_Exercise aim_. Convert the material into a JSON list of strings, starting at its first line and ending at the line that contains "[[[4,572],[0,868],[1308,875],[1313,538]]]", both included. Give one string per line, omit blank lines, and include nothing after that line.

════════════════

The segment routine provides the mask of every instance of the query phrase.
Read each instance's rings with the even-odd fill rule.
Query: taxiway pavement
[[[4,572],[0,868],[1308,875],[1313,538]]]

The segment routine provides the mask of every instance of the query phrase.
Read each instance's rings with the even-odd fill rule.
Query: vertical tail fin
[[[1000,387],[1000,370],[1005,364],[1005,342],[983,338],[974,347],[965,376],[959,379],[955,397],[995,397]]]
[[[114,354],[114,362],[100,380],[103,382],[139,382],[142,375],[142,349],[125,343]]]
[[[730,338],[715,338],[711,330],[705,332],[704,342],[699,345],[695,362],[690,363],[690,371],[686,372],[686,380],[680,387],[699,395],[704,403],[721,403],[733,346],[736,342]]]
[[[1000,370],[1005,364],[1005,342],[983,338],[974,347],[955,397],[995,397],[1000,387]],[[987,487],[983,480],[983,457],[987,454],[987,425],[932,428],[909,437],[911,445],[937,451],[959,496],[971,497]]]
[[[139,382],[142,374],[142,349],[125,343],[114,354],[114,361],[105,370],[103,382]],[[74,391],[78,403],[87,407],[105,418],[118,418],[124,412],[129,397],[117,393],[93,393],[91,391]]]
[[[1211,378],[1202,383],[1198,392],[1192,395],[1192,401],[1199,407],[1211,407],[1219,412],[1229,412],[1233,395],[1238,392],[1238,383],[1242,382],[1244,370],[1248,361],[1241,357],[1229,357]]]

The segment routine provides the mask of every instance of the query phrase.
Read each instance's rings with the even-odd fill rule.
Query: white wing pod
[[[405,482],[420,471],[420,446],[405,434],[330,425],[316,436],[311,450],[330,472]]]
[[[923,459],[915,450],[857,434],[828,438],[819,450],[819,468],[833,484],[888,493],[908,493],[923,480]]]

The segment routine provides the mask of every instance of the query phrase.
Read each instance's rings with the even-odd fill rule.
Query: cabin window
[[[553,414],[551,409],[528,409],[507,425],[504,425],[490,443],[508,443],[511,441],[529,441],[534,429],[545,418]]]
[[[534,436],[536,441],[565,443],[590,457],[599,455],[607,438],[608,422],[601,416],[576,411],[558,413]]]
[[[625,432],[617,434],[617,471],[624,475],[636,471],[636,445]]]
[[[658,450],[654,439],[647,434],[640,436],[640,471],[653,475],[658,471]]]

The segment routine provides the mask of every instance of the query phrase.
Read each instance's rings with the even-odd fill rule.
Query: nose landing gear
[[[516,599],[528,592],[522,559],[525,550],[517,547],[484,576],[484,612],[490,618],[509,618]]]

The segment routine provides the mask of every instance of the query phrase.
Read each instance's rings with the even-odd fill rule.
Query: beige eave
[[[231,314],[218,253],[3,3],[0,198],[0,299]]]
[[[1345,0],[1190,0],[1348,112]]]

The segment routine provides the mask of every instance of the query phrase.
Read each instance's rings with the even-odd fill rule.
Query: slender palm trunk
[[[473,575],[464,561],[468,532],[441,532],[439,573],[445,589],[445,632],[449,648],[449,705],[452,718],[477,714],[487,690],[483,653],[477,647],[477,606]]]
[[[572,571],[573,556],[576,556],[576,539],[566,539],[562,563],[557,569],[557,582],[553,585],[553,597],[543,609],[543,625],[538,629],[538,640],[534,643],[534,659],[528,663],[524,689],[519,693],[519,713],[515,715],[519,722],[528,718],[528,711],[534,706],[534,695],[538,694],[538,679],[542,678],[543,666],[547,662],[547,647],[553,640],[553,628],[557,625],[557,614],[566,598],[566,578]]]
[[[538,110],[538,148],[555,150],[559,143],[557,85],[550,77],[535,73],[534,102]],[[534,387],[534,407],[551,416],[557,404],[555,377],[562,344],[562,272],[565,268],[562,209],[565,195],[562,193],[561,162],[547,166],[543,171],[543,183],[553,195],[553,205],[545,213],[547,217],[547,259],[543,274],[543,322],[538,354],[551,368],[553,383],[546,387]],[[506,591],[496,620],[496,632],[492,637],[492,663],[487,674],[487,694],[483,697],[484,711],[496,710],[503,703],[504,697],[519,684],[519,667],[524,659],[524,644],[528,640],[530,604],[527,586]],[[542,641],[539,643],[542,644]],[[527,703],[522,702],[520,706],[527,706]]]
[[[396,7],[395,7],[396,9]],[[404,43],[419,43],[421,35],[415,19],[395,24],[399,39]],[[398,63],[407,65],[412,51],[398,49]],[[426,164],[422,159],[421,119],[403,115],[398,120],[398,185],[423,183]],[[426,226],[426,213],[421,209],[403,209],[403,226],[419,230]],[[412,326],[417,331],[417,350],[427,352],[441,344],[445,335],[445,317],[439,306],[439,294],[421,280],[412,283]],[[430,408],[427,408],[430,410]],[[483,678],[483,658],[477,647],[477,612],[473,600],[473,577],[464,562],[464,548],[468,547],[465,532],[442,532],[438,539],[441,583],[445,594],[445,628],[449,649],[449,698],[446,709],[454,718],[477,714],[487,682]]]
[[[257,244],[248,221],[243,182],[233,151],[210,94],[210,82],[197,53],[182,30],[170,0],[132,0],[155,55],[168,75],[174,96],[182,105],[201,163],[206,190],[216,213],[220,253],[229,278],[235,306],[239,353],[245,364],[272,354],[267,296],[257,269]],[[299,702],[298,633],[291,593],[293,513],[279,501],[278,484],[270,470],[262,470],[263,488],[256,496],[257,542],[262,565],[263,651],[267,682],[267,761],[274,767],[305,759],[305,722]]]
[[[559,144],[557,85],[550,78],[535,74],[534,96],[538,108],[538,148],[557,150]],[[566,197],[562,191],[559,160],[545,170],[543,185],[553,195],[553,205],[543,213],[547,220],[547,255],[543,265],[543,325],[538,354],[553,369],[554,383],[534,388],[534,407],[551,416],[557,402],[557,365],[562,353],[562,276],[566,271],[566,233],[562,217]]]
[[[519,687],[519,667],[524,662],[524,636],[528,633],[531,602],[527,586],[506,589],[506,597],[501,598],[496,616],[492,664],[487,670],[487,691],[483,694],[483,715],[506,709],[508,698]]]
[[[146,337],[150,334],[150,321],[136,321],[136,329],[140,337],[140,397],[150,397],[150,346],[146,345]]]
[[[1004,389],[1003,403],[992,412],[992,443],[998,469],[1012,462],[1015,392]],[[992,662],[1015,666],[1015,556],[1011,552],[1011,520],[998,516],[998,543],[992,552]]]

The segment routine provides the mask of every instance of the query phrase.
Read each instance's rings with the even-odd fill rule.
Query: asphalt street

════════════════

_Task response_.
[
  "The segment routine provides the mask of every instance of the query phrase.",
  "Read each instance's rings with the even-odd fill rule.",
  "Query: taxiway pavement",
  "[[[4,572],[0,868],[1308,875],[1313,538]]]"
]